SUPPLIED PASSAGE ->
Technical Documentation Requirements
One of the most demanding obligations is maintaining a technical file equivalent to what MDR already requires, but extended to cover AI-specific aspects. For a clinical decision support system, this means documenting not just what the software does, but how the model was trained, on what data, with what evaluation methodology, and with what performance guarantees across relevant subgroups.
This is where many startups are caught underprepared. If your model was trained on a public dataset and fine-tuned internally without proper documentation of the data governance process, you will struggle to produce a compliant technical file. Starting this documentation from the first day of development is far less painful than reconstructing it post-hoc.
Conformity Assessment Pathways
High-risk AI systems must undergo a conformity assessment before being placed on the market. For most healthcare AI that is already subject to MDR, this assessment will be conducted by a notified body — the same body that reviews your MDR technical file. For standalone clinical AI that falls below the MDR device threshold, a self-assessment pathway exists, but only if you can demonstrate full compliance with all Annex IV documentation requirements.
After conformity assessment, you must affix the CE marking and register in the EU AI database, which will be publicly accessible. This introduces a degree of regulatory transparency that the sector is not yet accustomed to.

SUPPLIED DATA ->
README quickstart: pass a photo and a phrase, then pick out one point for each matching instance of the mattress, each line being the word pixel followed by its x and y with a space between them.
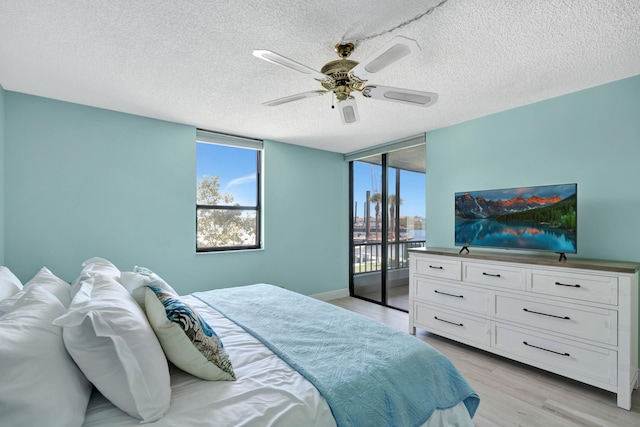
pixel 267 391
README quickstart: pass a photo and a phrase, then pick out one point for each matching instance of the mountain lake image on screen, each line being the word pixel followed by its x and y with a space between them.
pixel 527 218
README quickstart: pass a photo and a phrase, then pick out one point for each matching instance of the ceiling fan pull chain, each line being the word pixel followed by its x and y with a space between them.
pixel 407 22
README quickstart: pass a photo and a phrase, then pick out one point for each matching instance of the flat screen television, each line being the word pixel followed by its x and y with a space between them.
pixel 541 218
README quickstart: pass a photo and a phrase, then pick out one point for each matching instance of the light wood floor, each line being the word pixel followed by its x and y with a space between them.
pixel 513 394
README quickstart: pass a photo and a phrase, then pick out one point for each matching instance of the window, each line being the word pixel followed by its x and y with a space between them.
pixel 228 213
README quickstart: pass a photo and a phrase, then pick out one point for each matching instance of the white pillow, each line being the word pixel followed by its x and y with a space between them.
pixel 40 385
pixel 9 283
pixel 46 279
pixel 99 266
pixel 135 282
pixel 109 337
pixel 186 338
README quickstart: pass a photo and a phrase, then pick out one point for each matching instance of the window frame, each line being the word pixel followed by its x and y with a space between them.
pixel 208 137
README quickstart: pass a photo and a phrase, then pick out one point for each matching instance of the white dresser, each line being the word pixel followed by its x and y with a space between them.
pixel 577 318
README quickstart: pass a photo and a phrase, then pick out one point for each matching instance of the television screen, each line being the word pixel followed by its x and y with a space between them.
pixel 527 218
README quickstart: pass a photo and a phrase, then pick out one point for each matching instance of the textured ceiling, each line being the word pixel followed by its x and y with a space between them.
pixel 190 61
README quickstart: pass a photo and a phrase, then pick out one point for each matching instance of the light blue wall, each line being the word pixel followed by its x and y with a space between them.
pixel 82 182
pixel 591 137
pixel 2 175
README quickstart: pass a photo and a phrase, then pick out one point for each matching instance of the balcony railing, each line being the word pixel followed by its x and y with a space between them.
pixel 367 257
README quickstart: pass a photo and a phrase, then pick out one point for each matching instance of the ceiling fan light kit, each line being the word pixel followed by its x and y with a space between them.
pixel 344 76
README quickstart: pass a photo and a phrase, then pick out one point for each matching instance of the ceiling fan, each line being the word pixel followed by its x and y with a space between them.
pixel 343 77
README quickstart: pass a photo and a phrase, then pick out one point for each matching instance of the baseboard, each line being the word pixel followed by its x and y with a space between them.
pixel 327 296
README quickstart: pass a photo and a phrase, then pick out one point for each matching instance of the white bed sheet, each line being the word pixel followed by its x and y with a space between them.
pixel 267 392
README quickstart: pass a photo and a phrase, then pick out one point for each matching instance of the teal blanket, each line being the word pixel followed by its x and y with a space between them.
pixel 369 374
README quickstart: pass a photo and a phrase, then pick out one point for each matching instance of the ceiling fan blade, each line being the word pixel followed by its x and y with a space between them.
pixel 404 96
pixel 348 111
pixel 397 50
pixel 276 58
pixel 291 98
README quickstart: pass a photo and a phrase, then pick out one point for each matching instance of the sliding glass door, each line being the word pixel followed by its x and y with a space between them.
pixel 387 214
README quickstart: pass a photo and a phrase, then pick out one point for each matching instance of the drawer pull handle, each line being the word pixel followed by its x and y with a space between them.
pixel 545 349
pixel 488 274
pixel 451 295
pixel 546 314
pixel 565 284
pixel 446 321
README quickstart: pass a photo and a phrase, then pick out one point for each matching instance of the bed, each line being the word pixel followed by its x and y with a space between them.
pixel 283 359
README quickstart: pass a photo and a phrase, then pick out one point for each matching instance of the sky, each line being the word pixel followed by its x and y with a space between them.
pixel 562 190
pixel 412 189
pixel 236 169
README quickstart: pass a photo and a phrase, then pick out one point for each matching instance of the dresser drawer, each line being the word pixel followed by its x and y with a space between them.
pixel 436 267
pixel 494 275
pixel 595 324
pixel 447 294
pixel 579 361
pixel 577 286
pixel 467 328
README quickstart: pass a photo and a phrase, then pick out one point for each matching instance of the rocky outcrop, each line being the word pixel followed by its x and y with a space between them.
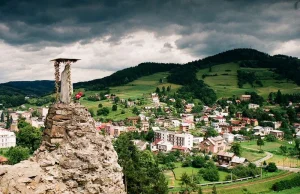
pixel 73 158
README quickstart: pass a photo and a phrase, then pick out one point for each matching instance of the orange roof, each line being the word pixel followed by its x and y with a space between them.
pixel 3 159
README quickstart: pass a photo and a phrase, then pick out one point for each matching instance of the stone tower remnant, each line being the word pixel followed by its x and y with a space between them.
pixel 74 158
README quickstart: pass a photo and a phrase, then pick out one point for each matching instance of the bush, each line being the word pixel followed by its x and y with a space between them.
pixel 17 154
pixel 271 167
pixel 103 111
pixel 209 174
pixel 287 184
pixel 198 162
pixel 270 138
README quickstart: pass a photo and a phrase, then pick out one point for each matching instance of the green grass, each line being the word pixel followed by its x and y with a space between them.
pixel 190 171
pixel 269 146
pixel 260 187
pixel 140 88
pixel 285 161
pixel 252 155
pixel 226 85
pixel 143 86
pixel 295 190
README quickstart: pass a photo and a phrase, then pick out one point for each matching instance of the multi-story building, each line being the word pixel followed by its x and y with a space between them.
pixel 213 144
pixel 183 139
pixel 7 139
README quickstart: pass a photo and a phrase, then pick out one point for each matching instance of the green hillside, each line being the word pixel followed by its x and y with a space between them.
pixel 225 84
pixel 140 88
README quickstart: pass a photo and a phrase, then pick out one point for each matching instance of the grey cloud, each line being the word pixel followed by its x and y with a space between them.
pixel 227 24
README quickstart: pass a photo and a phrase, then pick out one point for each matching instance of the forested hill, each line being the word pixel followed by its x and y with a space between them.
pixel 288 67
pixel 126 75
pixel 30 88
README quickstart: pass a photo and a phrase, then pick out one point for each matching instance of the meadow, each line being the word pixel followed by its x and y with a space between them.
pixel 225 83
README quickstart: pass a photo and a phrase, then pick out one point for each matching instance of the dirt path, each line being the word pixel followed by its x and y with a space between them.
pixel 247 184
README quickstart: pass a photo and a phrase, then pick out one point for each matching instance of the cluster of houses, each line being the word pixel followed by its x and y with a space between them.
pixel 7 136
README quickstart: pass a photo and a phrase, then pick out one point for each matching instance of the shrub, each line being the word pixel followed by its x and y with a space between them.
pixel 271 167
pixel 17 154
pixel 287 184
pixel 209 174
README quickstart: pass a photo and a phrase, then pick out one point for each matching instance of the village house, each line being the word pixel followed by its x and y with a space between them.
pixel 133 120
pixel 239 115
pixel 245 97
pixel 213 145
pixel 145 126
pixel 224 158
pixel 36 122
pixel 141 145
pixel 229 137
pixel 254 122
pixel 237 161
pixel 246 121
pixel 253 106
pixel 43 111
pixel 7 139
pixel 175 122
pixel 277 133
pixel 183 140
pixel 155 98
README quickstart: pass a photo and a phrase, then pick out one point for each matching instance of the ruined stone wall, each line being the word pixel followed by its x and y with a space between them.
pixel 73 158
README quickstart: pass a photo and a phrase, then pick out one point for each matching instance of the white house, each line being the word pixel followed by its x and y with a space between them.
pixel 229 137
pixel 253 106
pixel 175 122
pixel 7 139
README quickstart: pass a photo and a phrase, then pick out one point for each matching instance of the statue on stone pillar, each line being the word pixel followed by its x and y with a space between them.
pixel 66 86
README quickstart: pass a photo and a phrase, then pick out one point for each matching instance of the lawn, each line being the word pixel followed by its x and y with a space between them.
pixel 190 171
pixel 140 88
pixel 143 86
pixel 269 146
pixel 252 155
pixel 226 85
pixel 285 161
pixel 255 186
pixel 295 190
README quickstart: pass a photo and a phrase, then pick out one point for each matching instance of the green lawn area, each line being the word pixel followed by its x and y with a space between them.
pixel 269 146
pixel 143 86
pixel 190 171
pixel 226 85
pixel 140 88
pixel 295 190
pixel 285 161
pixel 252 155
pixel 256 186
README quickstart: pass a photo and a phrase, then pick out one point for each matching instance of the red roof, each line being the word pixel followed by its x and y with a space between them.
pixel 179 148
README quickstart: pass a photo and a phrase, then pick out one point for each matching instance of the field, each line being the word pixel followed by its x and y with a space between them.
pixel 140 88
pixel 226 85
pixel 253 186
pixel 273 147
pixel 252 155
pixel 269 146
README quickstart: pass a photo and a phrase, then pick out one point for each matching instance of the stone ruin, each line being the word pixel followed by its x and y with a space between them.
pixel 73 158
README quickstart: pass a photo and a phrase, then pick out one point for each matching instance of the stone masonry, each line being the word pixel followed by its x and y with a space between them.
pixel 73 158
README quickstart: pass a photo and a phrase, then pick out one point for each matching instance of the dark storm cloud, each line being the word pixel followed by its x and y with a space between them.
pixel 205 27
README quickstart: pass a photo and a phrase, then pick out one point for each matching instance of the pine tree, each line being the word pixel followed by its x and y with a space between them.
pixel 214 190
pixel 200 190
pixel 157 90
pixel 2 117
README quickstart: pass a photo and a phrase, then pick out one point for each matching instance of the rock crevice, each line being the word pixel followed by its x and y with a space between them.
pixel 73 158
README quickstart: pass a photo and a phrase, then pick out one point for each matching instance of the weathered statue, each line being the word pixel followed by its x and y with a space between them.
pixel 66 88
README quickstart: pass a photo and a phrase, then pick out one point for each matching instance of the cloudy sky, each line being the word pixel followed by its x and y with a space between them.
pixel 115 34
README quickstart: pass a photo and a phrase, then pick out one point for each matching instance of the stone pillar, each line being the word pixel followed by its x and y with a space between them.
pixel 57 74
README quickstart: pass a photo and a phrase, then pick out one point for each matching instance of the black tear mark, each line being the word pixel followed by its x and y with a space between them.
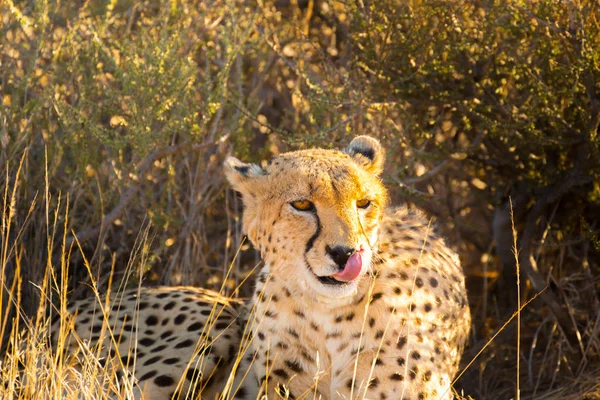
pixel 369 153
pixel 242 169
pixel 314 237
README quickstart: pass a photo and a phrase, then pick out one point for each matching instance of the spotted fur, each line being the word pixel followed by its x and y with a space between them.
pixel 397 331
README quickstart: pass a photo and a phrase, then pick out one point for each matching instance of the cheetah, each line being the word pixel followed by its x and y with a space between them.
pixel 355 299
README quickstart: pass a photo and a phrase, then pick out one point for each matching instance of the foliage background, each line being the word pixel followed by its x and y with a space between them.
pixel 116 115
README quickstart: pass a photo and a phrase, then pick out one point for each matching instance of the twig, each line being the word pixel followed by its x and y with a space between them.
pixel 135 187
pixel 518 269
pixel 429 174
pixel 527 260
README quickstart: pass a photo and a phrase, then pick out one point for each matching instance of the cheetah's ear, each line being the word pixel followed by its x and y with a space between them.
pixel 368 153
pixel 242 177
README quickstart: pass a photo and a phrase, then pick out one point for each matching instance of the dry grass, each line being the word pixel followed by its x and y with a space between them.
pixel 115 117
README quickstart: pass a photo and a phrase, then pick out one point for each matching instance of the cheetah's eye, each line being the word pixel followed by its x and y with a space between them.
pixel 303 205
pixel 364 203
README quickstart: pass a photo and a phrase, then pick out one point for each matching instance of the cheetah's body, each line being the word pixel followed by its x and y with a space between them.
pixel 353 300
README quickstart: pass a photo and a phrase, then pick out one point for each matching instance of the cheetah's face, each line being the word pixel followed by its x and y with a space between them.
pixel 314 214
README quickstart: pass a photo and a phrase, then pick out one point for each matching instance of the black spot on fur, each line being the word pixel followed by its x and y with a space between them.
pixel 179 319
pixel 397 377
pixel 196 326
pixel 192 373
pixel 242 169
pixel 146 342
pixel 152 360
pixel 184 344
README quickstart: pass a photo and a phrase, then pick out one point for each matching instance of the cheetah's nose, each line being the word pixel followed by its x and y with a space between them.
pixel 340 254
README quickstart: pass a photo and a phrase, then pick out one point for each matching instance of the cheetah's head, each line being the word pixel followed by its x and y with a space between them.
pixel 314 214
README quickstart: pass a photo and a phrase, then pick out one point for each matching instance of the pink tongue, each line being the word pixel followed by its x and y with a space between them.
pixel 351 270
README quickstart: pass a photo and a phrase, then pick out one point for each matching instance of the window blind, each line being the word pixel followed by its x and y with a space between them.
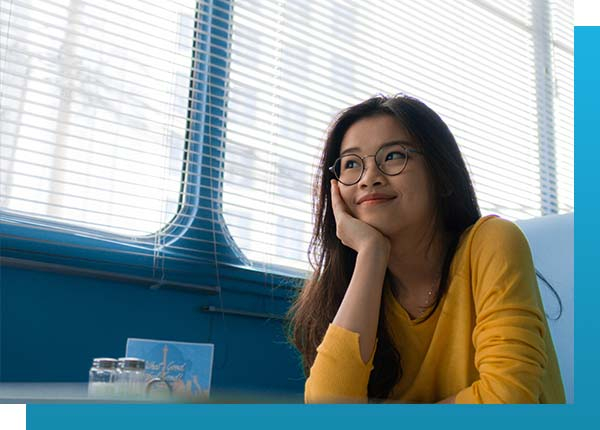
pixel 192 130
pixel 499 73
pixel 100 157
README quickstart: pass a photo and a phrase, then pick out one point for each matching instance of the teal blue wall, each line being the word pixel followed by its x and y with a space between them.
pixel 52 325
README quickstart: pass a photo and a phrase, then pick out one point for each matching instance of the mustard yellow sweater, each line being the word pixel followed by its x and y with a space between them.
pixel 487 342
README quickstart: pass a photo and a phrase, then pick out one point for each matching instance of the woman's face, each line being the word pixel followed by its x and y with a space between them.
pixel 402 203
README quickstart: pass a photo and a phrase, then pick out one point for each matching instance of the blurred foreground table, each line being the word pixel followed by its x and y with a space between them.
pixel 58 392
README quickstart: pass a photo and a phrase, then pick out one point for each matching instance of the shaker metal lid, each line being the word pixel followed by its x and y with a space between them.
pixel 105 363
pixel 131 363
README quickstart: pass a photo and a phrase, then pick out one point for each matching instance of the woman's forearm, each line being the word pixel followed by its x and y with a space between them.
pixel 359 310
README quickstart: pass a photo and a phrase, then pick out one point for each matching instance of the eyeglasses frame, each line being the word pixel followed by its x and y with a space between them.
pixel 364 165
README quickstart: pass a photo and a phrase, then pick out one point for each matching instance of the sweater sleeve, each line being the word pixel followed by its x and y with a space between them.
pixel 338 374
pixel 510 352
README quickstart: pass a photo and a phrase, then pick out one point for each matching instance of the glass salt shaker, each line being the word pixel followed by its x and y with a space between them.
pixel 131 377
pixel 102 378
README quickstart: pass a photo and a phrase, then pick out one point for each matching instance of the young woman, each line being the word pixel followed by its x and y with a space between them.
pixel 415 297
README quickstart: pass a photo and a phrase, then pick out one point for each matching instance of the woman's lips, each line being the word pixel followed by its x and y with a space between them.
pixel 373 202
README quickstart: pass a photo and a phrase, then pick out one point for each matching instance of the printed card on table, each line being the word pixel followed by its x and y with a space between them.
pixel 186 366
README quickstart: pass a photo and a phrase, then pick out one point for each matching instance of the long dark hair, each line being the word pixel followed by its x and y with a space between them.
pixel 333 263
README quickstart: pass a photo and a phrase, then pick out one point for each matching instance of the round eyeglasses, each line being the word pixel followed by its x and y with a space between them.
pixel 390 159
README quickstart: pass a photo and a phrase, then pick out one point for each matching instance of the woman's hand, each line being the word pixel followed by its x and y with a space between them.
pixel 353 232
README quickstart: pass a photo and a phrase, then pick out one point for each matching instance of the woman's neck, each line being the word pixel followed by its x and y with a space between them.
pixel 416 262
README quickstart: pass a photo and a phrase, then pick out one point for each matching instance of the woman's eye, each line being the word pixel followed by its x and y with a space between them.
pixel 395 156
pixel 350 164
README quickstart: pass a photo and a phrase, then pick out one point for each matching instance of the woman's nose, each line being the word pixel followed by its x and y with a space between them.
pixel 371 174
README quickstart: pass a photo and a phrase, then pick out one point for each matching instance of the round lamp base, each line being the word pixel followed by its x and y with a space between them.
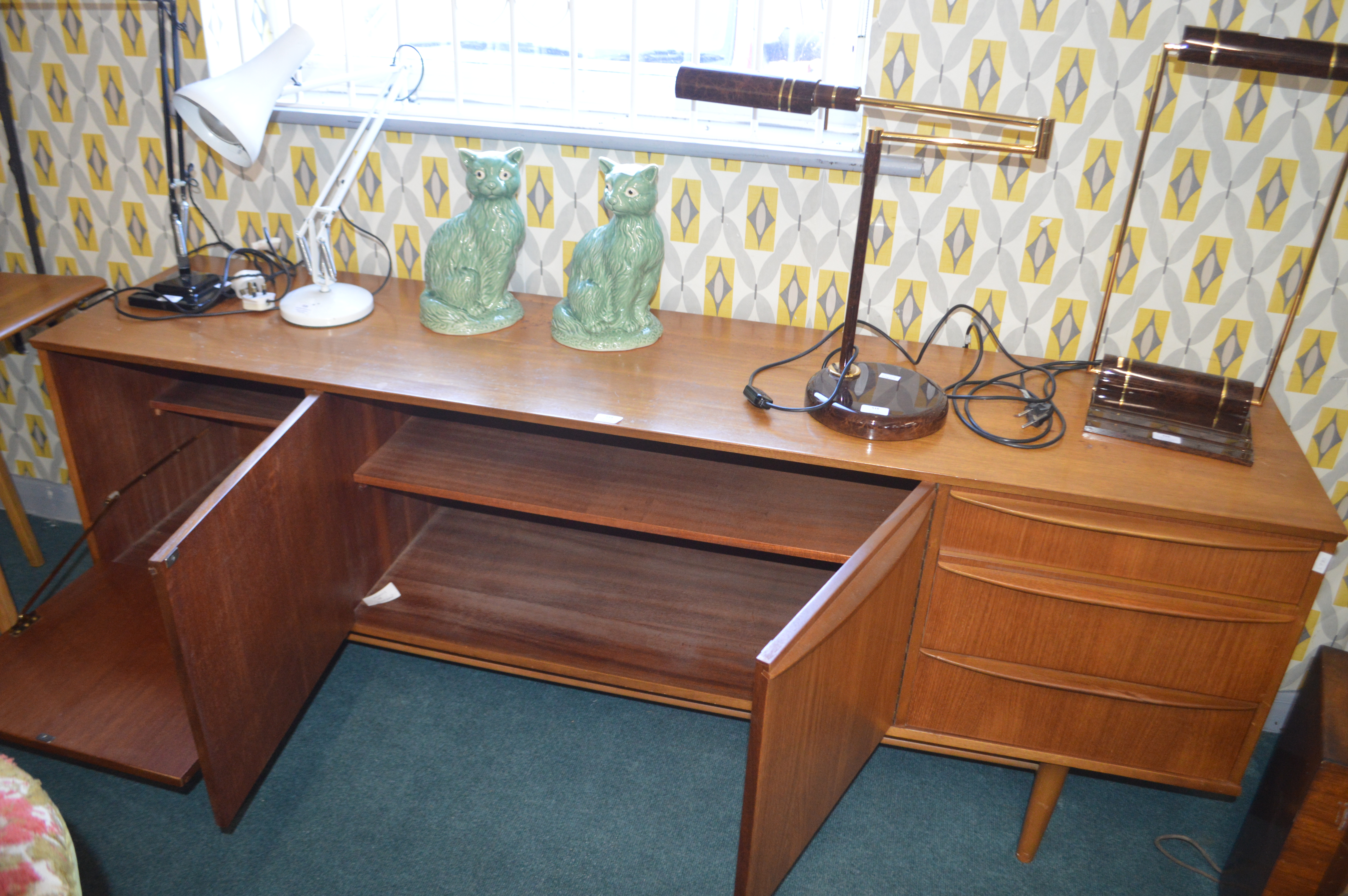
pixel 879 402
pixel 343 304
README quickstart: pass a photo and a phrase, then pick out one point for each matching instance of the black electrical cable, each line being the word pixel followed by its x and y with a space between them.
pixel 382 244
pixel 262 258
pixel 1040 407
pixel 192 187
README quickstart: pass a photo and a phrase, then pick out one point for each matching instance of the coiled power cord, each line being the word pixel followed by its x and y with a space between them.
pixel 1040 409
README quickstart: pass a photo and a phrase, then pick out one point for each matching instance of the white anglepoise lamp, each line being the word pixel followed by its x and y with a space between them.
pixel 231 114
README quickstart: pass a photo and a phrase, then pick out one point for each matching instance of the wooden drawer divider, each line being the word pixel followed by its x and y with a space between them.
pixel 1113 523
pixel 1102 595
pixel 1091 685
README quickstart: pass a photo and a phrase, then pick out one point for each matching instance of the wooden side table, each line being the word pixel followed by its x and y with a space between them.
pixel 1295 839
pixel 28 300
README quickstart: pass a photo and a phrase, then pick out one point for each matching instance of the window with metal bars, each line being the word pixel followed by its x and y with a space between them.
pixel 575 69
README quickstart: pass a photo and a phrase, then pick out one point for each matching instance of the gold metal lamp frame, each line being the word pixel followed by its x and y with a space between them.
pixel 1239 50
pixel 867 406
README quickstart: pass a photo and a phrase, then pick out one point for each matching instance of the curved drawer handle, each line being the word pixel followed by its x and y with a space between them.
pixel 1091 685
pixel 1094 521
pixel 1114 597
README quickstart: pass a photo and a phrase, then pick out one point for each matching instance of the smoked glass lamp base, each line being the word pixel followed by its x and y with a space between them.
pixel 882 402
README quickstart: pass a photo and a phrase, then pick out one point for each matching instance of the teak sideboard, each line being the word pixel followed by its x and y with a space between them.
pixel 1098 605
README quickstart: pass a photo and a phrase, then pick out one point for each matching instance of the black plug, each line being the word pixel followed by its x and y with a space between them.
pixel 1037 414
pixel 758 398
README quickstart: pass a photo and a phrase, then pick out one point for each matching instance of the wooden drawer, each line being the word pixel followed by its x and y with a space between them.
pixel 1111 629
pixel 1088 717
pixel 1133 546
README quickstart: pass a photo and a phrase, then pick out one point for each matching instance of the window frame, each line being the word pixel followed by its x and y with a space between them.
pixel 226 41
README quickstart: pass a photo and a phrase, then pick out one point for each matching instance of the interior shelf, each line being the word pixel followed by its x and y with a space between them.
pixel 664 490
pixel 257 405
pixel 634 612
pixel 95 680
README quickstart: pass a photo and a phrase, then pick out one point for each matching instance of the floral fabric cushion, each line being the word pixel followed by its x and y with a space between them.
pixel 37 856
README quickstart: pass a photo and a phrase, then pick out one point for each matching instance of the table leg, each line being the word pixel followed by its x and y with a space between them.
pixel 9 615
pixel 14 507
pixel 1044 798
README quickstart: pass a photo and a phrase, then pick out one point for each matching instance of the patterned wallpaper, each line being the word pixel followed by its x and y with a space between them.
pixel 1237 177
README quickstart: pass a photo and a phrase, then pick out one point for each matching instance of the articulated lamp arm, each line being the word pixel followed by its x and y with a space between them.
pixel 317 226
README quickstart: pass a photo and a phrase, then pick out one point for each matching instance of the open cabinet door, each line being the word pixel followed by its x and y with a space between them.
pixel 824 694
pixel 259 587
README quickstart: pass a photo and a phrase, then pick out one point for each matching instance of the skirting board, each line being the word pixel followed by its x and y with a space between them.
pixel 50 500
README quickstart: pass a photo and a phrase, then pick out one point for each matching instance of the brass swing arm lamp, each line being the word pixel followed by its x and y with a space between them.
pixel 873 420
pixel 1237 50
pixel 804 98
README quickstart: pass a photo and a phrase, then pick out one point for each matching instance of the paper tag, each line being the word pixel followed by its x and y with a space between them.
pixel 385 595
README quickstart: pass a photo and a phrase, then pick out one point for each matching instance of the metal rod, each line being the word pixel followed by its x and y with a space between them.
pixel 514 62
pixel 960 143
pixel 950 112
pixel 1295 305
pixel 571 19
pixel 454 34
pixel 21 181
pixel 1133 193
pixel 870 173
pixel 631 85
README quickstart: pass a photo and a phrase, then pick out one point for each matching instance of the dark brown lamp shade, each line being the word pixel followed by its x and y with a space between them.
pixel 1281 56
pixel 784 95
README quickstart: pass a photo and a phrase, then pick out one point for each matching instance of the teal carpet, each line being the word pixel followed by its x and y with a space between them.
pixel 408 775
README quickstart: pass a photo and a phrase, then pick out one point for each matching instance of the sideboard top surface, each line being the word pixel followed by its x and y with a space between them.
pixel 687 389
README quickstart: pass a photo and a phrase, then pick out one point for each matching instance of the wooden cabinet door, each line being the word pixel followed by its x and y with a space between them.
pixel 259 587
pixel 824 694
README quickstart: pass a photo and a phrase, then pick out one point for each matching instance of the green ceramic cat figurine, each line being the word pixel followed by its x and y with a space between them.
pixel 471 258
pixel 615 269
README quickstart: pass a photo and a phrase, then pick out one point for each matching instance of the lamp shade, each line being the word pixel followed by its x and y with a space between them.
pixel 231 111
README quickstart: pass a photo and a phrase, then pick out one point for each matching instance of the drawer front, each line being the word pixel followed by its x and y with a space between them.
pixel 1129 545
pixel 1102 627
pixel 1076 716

YOUR INSTRUCTIONS ->
Please answer these questions using the text on AI compliance requirements:
1. For most healthcare AI already subject to MDR, who conducts the conformity assessment?
2. After conformity assessment, where must a system be registered besides affixing the CE marking?
3. For a clinical decision support system, what must the technical file document beyond what the software does?

RESULT ->
1. A notified body, the same body that reviews the MDR technical file.
2. In the EU AI database, which will be publicly accessible.
3. How the model was trained, on what data, with what evaluation methodology, and with what performance guarantees across relevant subgroups.